◆ DIRECTION: Copy out every one of the items below with no changes at all.
# Start of DATASET
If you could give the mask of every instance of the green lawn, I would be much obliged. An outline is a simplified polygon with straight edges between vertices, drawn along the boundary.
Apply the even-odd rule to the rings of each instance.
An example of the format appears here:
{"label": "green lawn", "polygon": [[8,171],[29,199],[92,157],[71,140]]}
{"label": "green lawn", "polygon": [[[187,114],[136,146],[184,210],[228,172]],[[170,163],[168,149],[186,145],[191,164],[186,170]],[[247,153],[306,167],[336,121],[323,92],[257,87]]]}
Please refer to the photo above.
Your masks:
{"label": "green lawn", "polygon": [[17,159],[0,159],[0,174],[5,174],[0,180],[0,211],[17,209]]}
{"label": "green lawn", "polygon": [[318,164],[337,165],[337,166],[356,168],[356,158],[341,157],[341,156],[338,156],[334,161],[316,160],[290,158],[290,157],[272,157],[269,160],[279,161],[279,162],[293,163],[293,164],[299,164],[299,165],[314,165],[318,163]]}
# End of DATASET
◆ OUTPUT FOR THIS EXERCISE:
If you could give the mask of every instance of the green lawn, I would be much obliged. An outline is a simplified polygon with straight edges between vertices, drawn along the boundary.
Apply the even-odd rule to the rings of each instance.
An example of the format appears here:
{"label": "green lawn", "polygon": [[8,171],[29,199],[92,157],[71,140]]}
{"label": "green lawn", "polygon": [[[187,114],[136,146],[184,210],[228,172]],[[170,163],[168,149],[186,145],[191,164],[186,170]],[[247,153],[306,167],[336,121],[323,92],[257,87]]]}
Please refer to the photo above.
Your masks:
{"label": "green lawn", "polygon": [[17,159],[0,159],[0,174],[5,174],[0,180],[0,211],[17,209]]}
{"label": "green lawn", "polygon": [[318,164],[337,165],[337,166],[356,168],[356,158],[341,157],[341,156],[338,156],[334,161],[316,160],[290,158],[290,157],[272,157],[269,160],[279,161],[279,162],[293,163],[293,164],[299,164],[299,165],[314,165],[318,163]]}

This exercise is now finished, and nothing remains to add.